C’était pour nous faire peur. Là, les gens ont commencé à hurler et ils sont revenus. Ils ont jeté une corde, on a accroché la corde au bateau qui était à moitié dans l’eau. Il ont fait monter les enfants, après les femmes puis les vieux. Quand il ne restait plus que les jeunes, on était quinze, ils ont dit : « vous, on ne vous prend pas, c’est bon on récupère la corde maintenant ». L’un d’entre nous a pris un couteau et a crevé ce qu’il restait du bateau, sans que les gardes côte le voient. On leur a dit « regardez, il n’y a plus du tout de bateau ». Et finalement, ils nous ont pris. Il y avait encore des sacs dans le bateau, les flics grecs ont dit qu’ils ne les prendraient pas, mais qu’on pouvait aller les chercher. Je suis descendu avec un mec, c’était le seul mec de Damas du groupe. Les sacs étaient super lourds, environ cinquante kilos, parce qu’ils étaient plein d’eau. Il y avait peins de vagues, je me suis blessé en me faisant plaquer violemment contre le bateau.

Ils vous ont emmenés où ? Vous saviez à ce moment-là ce qu’ils allaient faire de vous ?
On ne savait pas s’ils allaient nous renvoyer en Turquie, jusqu’à ce qu’on arrive sur l’île de Chios où on a vu le drapeau grec. Pendant ce trajet, les gens étaient tous choqués et n’ont pas dit un mot. On est arrivé sur une plage, où il y avait quelques maisons et des réfugiés, des Afghans. Ils venaient d’arriver et faisaient sécher leurs vêtements. Je suis allé les voir, je leur ai demandé où on était. Ils parlaient trois mots d’anglais. Il m’ont dit « on est en Grèce  », m’ont montré un endroit où il y avait une caravane avec le symbole de la Croix-Rouge. J’ai mis une heure à comprendre qu’il fallait qu’on reste là pour attendre jusqu’au matin que les mecs de la Croix-Rouge arrivent. Chios ce n’est pas la seule route parce qu’il y a d’autres îles. Mais ce n’est pas la route la plus fréquentée.

De Raqqa jusqu’à la France, j’ai eu trop de chance. Au bout d’une demi-heure, les mecs de la Croix-Rouge sont arrivés. Mon frère leur a dit qu’il avait bossé pour le Croissant Rouge, donc il s’est fait pote avec eux. Ils ont pris nos noms pour faire les « qhartiyat », en arabe ça veut dire « papiers d’expulsion ». Ces papiers veulent dire qu’on est expulsé mais qu’on a trois mois pour partir. C’est un peu « faites ce que vous voulez mais barrez vous » ! Ces documents sont importants pour pouvoir quitter l’île, prendre le ferry et aller sur le continent. Tu ne peux pas aller à Athènes si tu ne les as pas.

## Consigne
Poursuivez l'article relatant l'arrivée sur l'île de Chios, en reprenant après sa dernière phrase.

## Informations fournies
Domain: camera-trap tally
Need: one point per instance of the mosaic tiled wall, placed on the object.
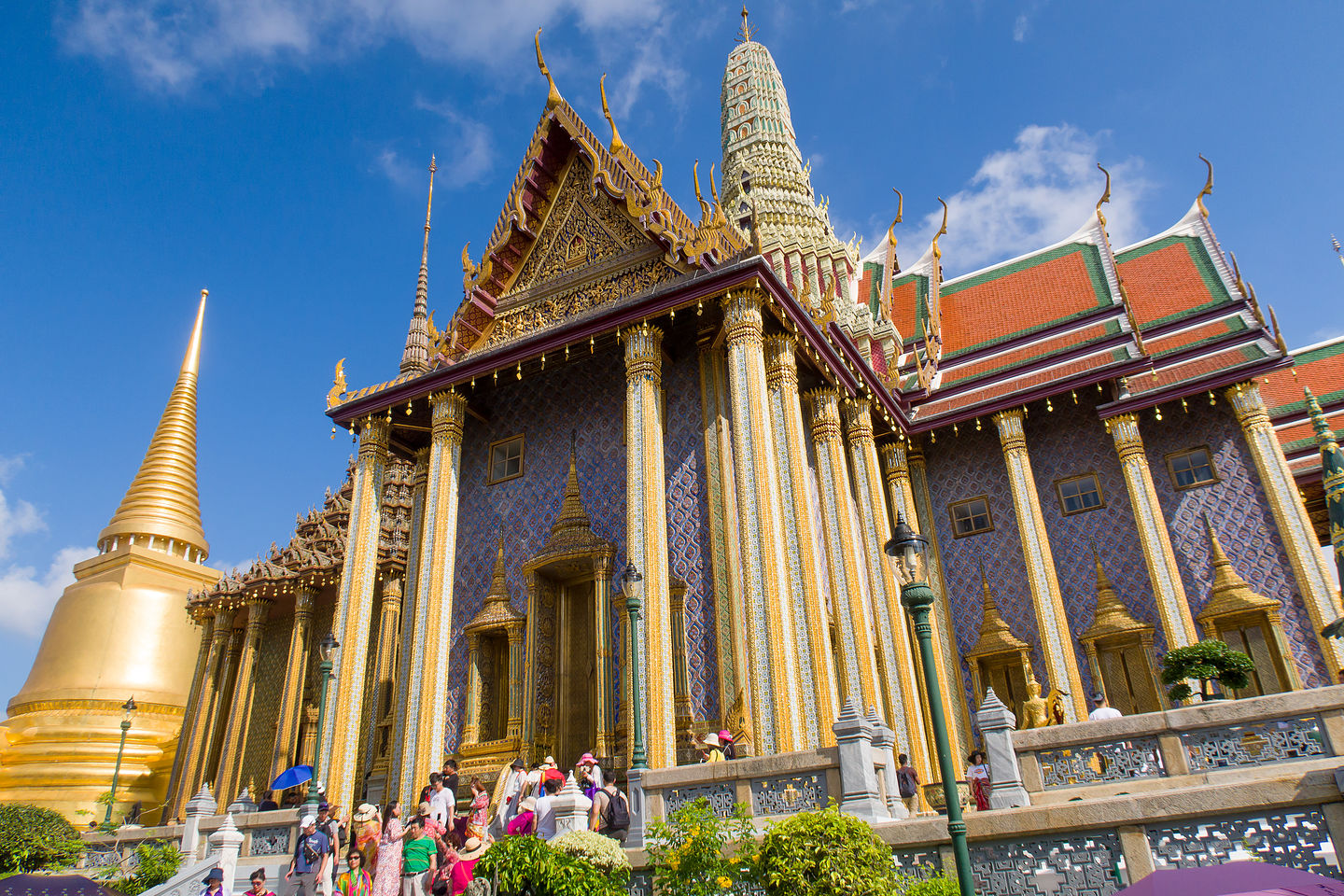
(586, 395)
(1240, 516)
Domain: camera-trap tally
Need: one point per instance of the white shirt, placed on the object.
(546, 817)
(441, 805)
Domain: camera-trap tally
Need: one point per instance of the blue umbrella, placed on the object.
(292, 777)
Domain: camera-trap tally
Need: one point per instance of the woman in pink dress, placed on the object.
(387, 879)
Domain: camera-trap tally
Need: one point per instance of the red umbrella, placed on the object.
(1236, 879)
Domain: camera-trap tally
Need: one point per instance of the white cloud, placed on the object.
(1032, 195)
(171, 45)
(26, 598)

## Résultat
On a attendu jusqu’à huit heures du matin, ils faisait froid et on était trempé. Une voiture est venue pour faire les « qhartiyat ». Là, il y avait un mec qui parlait arabe et grec, il était là pour vérifier qui était vraiment syrien. Une sorte d’expert des accents. Il peut repérer si un mec est syrien ou pas. Il a vu que certains étaient égyptiens et les a chopés. Les Syriens sur tout le chemin ont un statut un peu différent des autres.
À neuf heures, on avait déjà les documents. Mais on a dû attendre deux jours qu’il y ait un bateau pour Athènes. Certains ont décidé de rester dormir sur la plage. Nous, comme on avait un peu d’argent, on a loué un endroit pour dormir. Avec notre groupe, on a décidé de rester ensemble et de garder le même passeur qu’on avait depuis la Turquie. Il avait la nationalité allemande, il pouvait aller où il voulait. On l’a retrouvé à Athènes, il était toujours avec quelques jeunes qui travaillaient pour lui, des gardes du corps. Il était très riche, il avait une montre de bâtard et une Land Rover neuve !

Ensuite vous avez décidé de continuer le trajet. Comment ça se passe à partir d’Athènes ? Le départ, les passeurs, les prix ?
On est parti au bout de trois jours seulement. De la Grèce à l’Allemagne, c’est à peu près mille deux cent euros par personne. Tu paies en avance, il n’y a pas de bureau de garanties. On est parti vers la Macédoine, on était les même cinquante personnes depuis la Turquie. On nous a emmené à pied jusqu’à une station service et on a attendu le passeur pour traverser la frontière à pied. Il a expliqué le chemin à mon frère, mais il n’est pas venu avec nous. Il a parlé avec les gens, ceux qui avaient fait le deal. Il faisait juste des apparitions aux moments des frontières et quand on partait, il nous disait «  retrouvez quelqu’un à tel endroit et voilà son numéro ».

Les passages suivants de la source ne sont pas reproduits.